WHAT YOU NEED TO DO - Take the line with "Lookup term: garden plot" and every line after it in the data. Transcribe them exactly, through the last.
>>>>>
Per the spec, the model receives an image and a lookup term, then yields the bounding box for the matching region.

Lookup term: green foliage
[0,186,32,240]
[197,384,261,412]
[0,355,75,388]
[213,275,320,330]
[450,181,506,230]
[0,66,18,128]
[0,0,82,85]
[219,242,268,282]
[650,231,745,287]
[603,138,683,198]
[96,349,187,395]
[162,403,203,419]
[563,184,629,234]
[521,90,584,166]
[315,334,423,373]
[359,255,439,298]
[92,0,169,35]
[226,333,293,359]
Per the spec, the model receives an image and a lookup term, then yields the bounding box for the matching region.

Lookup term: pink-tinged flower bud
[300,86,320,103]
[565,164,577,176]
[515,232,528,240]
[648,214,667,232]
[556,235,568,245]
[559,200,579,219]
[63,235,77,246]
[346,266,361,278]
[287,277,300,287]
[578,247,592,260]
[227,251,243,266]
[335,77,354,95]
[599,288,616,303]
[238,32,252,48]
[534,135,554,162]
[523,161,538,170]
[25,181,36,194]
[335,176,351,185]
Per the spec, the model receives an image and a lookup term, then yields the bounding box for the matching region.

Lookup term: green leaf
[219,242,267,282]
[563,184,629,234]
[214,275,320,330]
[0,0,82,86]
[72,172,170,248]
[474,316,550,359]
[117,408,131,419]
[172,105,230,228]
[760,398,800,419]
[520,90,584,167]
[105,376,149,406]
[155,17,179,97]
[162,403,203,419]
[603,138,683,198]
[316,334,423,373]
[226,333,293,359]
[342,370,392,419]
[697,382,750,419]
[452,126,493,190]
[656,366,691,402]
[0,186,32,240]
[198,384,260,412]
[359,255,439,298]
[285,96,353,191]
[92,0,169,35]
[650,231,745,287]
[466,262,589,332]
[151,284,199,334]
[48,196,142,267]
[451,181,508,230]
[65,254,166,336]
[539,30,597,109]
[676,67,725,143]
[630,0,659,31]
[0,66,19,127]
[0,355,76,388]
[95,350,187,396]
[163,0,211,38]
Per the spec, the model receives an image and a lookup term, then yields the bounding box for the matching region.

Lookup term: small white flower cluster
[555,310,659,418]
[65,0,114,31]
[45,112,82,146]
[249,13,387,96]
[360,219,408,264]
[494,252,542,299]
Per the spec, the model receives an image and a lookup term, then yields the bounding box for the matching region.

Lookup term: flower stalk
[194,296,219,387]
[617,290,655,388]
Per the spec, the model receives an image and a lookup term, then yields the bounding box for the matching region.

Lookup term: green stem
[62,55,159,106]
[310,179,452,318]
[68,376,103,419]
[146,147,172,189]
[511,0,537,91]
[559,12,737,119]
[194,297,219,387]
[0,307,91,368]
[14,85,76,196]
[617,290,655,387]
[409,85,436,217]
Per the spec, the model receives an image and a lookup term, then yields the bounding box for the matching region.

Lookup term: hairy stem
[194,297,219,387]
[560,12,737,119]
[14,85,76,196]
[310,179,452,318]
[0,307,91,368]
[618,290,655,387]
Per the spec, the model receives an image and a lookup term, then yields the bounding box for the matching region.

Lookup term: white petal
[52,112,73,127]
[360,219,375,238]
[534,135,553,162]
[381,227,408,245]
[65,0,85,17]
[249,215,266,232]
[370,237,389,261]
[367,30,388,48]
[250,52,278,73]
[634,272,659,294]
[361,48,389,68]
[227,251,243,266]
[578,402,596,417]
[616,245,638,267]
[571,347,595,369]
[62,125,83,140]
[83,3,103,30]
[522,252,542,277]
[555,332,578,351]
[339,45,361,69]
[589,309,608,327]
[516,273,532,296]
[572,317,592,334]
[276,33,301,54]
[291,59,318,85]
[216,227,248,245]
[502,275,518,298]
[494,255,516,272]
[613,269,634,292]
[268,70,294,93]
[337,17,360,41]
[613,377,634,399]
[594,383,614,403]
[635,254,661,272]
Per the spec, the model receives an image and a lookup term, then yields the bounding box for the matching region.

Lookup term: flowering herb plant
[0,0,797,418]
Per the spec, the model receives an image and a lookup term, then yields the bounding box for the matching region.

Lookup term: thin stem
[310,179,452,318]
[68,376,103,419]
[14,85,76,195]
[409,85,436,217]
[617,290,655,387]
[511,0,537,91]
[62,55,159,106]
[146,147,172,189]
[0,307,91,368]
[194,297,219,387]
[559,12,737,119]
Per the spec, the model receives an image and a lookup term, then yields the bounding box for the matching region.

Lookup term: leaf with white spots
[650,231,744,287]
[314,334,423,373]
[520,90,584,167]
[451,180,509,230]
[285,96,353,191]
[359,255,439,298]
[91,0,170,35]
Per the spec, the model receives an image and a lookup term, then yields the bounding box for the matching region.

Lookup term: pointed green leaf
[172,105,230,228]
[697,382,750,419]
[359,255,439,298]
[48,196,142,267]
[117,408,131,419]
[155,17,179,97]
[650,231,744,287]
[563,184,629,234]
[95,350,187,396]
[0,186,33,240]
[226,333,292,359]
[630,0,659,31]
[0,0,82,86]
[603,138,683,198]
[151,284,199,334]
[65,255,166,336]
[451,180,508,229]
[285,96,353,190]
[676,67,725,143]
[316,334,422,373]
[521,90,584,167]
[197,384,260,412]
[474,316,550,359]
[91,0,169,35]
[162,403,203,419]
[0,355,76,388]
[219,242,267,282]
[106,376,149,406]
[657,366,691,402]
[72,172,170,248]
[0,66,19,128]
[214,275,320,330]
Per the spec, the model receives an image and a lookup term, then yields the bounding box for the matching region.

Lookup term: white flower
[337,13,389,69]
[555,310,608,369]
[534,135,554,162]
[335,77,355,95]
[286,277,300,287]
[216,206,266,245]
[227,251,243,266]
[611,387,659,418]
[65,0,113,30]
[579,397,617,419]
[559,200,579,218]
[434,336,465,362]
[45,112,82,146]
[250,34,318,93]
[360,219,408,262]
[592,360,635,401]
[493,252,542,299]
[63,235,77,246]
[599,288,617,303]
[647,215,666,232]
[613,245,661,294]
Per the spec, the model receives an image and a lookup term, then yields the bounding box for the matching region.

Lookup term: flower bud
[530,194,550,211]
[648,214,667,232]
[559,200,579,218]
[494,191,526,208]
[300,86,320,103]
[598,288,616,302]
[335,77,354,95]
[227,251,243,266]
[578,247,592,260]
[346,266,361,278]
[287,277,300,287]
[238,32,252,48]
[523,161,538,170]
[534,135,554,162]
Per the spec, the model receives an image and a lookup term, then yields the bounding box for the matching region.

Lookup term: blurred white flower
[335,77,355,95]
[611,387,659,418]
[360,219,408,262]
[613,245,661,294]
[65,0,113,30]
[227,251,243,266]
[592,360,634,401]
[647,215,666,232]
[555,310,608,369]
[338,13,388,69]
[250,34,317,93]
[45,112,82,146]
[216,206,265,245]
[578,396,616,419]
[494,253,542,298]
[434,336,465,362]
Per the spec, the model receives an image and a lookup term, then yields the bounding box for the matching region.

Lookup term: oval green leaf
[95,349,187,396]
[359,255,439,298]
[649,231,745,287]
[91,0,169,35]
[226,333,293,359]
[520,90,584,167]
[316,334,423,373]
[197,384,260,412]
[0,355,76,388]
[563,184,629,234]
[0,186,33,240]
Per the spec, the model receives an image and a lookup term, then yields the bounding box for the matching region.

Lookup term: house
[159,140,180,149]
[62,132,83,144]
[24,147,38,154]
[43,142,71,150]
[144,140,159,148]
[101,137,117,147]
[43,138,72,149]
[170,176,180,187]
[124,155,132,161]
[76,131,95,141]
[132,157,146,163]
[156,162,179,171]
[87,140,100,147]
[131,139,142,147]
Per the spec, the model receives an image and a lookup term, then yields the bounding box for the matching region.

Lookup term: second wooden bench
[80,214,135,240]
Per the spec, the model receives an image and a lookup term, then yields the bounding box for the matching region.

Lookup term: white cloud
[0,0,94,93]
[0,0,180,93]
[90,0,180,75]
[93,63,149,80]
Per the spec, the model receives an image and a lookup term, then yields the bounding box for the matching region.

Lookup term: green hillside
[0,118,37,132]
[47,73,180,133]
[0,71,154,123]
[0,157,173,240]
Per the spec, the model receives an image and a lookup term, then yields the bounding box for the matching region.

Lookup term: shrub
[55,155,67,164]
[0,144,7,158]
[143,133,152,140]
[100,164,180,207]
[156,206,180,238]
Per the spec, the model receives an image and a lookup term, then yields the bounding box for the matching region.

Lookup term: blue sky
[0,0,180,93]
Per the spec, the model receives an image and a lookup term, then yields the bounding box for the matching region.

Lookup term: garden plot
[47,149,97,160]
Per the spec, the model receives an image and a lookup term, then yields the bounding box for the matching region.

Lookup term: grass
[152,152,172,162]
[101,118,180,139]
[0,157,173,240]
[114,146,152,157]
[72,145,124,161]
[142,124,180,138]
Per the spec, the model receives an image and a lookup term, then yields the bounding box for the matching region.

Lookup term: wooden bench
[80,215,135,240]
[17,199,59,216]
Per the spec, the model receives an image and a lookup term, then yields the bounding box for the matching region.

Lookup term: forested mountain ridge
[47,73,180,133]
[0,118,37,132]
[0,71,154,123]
<<<<<
RESPONSE TO THIS EXERCISE -
Lookup term: garden plot
[47,149,97,160]
Per the spec, the model receives an image and a lookup term, then yields the bounding box for the matching region.

Lookup term: grass
[152,152,172,162]
[101,118,180,139]
[0,157,173,240]
[114,146,152,157]
[72,145,124,161]
[142,124,180,138]
Per the spec, the model receives an image and a lookup term, then yields the bounding box for the matching region.

Lookup term: wooden bench
[80,215,135,240]
[17,199,59,216]
Per the spec, the model receives an image and a lookup term, then yields the bounding box for the matching region.

Lookup term: forested mountain ridge
[47,73,180,133]
[0,118,37,132]
[0,71,154,123]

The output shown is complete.